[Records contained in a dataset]
-- Opening Marker --

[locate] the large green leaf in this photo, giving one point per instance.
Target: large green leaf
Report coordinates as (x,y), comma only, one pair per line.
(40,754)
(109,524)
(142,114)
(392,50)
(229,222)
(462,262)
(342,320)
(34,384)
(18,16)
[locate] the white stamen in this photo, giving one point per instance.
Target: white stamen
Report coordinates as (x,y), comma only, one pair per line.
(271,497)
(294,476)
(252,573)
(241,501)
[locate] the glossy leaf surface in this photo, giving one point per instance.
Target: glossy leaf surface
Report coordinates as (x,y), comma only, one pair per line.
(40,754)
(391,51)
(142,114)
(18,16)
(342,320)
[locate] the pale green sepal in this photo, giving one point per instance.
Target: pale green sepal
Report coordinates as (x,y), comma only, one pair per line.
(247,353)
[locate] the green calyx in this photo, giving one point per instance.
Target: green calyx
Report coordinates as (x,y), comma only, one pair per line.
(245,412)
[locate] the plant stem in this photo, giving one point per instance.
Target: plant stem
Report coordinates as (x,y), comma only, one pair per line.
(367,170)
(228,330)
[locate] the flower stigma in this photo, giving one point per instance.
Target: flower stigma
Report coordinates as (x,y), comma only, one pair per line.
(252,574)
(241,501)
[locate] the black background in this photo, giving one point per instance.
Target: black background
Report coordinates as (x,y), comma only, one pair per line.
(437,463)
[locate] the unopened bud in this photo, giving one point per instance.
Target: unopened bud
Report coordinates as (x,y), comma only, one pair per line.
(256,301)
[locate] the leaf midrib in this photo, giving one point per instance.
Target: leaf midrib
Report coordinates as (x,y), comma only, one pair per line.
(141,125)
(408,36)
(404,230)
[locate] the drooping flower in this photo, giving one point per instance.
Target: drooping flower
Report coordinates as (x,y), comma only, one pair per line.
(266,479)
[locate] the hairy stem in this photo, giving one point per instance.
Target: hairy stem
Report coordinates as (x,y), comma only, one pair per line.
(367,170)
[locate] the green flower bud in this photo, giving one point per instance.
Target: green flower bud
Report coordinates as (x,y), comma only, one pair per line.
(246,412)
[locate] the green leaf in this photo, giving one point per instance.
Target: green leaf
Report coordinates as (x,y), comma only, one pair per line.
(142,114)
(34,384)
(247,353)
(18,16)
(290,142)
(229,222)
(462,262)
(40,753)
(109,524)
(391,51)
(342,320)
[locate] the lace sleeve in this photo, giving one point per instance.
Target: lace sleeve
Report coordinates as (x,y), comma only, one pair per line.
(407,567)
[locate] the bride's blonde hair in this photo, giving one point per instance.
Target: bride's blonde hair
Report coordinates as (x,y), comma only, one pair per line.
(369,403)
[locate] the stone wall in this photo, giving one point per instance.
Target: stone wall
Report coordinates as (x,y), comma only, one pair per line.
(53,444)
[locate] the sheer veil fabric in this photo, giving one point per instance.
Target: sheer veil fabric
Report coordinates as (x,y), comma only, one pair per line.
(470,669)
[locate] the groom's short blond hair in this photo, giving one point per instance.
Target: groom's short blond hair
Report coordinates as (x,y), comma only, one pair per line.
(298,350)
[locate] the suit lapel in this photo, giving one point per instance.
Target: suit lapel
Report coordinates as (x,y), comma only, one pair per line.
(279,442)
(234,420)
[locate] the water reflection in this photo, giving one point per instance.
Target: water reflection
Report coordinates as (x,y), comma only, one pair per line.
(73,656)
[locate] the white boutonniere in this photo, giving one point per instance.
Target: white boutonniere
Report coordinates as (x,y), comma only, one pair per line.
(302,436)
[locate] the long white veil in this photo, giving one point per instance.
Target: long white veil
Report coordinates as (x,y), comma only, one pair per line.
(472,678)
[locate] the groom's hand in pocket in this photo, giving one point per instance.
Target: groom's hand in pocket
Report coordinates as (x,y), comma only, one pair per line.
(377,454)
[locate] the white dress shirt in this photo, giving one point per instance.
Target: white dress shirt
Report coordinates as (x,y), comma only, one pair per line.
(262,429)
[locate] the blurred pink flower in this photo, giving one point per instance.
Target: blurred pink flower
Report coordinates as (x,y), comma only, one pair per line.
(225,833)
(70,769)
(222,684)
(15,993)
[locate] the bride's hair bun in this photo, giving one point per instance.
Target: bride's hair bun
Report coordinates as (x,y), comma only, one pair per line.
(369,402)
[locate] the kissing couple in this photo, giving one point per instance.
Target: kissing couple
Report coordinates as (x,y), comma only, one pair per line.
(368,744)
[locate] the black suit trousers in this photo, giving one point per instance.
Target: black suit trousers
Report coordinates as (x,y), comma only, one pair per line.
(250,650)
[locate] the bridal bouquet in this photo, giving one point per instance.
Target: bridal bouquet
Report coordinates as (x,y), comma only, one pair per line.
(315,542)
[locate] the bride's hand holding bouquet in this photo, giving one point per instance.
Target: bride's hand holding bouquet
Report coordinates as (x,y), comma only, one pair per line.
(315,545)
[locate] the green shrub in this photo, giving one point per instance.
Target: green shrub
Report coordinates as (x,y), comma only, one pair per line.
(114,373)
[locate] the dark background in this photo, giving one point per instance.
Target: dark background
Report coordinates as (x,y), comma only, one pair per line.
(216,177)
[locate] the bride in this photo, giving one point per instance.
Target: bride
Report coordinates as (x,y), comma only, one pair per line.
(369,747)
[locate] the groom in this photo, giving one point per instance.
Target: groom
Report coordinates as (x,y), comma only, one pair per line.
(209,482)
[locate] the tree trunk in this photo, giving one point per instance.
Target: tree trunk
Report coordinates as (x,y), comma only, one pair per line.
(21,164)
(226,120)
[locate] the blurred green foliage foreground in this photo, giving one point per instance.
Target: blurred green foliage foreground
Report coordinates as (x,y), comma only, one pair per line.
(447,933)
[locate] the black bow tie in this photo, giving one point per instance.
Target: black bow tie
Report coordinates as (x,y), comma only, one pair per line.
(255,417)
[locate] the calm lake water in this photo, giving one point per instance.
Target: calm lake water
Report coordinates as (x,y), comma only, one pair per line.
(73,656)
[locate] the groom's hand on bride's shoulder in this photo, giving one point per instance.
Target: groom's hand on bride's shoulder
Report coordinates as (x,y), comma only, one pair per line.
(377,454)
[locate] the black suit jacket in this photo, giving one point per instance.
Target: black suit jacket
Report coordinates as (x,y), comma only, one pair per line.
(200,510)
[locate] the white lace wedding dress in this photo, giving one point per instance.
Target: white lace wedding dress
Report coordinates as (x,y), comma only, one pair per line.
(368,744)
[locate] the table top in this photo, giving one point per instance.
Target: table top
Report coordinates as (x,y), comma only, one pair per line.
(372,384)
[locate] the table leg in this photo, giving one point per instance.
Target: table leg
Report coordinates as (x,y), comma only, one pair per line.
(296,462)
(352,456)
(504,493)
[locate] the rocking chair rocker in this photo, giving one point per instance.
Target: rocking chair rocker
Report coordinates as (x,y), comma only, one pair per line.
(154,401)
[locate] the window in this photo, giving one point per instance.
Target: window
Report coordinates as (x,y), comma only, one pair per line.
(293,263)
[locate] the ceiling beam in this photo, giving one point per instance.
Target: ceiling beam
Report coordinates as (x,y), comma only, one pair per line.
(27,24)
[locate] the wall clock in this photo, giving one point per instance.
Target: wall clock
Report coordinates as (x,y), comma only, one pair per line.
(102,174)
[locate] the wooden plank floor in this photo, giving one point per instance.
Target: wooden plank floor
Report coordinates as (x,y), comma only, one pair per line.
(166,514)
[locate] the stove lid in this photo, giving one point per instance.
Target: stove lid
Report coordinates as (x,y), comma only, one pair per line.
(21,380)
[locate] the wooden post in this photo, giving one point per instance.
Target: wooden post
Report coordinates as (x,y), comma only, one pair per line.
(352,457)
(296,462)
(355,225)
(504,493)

-- Closing Marker --

*EXERCISE PROMPT*
Could you return exactly the lines above from the line with "Target: flower stigma" to the line with "Target: unopened bud", both included, and nothing else?

*REPLY*
Target: flower stigma
Report coordinates as (x,y), comma only, one pair per line.
(252,574)
(241,501)
[locate] the black background in this photo, giving one point per instance.
Target: black background
Report coordinates as (x,y), comma only, one pair per line.
(437,463)
[locate] the unopened bud in this photo, giving one point per instance.
Target: unopened bud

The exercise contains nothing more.